SOURCE EXCERPT

Keypoint matching

Keypoint matching matches different points of interests that belong to same object appearing in two different images. Most modern keypoint matchers take images as input and output the following:

Keypoint coordinates (x,y): one-to-one mapping of pixel coordinates between the first and the second image using two lists. Each keypoint at a given index in the first list is matched to the keypoint at the same index in the second list.
Matching scores: Scores assigned to the keypoint matches.

In this tutorial, you will extract keypoint matches with the [EfficientLoFTR] model trained with the MatchAnything framework, and refine the matches. This model is only 16M parameters and can be run on a CPU. You will use the [AutoModelForKeypointMatching] class.

python

from transformers import AutoImageProcessor, AutoModelForKeypointMatching
import torch

processor = AutoImageProcessor.from_pretrained("zju-community/matchanything_eloftr")
model = AutoModelForKeypointMatching.from_pretrained("zju-community/matchanything_eloftr"))

Load two images that have the same object of interest. The second photo is taken a second apart, it's colors are edited, and it is further cropped and rotated.

python

from transformers.image_utils import load_image
image1 = load_image("https://huggingface.co/datasets/huggingface/documentation-images/resolve/main/bee.jpg")
image2 = load_image("https://huggingface.co/datasets/huggingface/documentation-images/resolve/main/bee_edited.jpg")

images = [image1, image2]

We can pass the images to the processor and infer.

python

inputs = processor(images, return_tensors="pt")
with torch.no_grad():
    outputs = model(**inputs)

We can postprocess the outputs. The threshold parameter is used to refine noise (lower confidence thresholds) in the output matches.

python

image_sizes = [[(image.height, image.width) for image in images]]

outputs = processor.post_process_keypoint_matching(outputs, image_sizes, threshold=0.2)
print(outputs)

Here's the outputs.

text

[{'keypoints0': tensor([[4514,  550],
          [4813,  683],
          [1972, 1547],
          ...
          [3916, 3408]], dtype=torch.int32),
  'keypoints1': tensor([[2280,  463],
          [2378,  613],
          [2231,  887],
          ...
          [1521, 2560]], dtype=torch.int32),
  'matching_scores': tensor([0.2189, 0.2073, 0.2414, ...
    ])}]

We have trimmed the output but there's 401 matches!

python

len(outputs[0]["keypoints0"])
# 401

We can visualize them using the processor's [~EfficientLoFTRImageProcessor.visualize_keypoint_matching] method.

EXTRACTED RECORDS
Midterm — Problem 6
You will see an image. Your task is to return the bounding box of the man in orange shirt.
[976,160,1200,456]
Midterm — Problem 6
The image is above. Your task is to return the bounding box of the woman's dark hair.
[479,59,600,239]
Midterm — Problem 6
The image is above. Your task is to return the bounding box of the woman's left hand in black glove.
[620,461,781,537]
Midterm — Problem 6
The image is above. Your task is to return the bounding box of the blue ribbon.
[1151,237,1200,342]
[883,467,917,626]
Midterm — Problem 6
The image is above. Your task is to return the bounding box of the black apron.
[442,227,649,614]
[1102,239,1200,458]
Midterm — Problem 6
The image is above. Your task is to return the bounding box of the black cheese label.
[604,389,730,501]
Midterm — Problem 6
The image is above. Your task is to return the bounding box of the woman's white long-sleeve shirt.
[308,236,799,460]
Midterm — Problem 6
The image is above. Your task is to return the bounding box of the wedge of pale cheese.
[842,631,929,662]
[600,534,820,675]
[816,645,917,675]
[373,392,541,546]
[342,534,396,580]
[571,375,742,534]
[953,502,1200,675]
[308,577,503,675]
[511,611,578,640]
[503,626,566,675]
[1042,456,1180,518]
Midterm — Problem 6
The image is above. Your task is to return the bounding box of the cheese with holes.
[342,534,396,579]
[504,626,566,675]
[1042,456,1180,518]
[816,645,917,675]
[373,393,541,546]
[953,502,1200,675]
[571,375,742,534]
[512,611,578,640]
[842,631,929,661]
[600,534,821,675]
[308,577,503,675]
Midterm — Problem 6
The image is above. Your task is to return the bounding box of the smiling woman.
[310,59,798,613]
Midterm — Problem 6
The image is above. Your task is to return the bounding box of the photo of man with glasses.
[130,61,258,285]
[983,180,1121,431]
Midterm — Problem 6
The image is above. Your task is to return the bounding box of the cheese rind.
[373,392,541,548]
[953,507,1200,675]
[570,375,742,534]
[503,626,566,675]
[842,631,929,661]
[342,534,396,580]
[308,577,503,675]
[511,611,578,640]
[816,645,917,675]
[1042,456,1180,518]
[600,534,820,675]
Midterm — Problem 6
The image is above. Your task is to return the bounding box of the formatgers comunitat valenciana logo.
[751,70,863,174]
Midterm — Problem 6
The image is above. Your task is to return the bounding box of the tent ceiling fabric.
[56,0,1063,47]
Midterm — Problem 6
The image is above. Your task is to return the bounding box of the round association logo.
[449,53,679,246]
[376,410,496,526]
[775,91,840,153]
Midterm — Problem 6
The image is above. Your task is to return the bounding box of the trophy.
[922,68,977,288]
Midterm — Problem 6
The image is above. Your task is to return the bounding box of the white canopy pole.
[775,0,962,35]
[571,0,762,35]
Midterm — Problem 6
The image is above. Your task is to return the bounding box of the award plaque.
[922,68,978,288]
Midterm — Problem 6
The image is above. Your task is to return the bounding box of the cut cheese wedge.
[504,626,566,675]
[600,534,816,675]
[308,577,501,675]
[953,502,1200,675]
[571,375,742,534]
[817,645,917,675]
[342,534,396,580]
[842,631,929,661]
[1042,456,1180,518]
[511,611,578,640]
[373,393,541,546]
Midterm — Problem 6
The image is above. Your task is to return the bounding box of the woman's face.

ACTIONS TO TAKE
(1) According to the keypoint matching tutorial, how many parameters does the EfficientLoFTR model have?
(2) Extract every line of the entries that contains the string "black", treating uppercase and lowercase as distinct.
The keypoint matching tutorial and the entries were taken from separate sources.

RESULTS
(1) 16M parameters.

(2)
The image is above. Your task is to return the bounding box of the woman's left hand in black glove.
The image is above. Your task is to return the bounding box of the black apron.
The image is above. Your task is to return the bounding box of the black cheese label.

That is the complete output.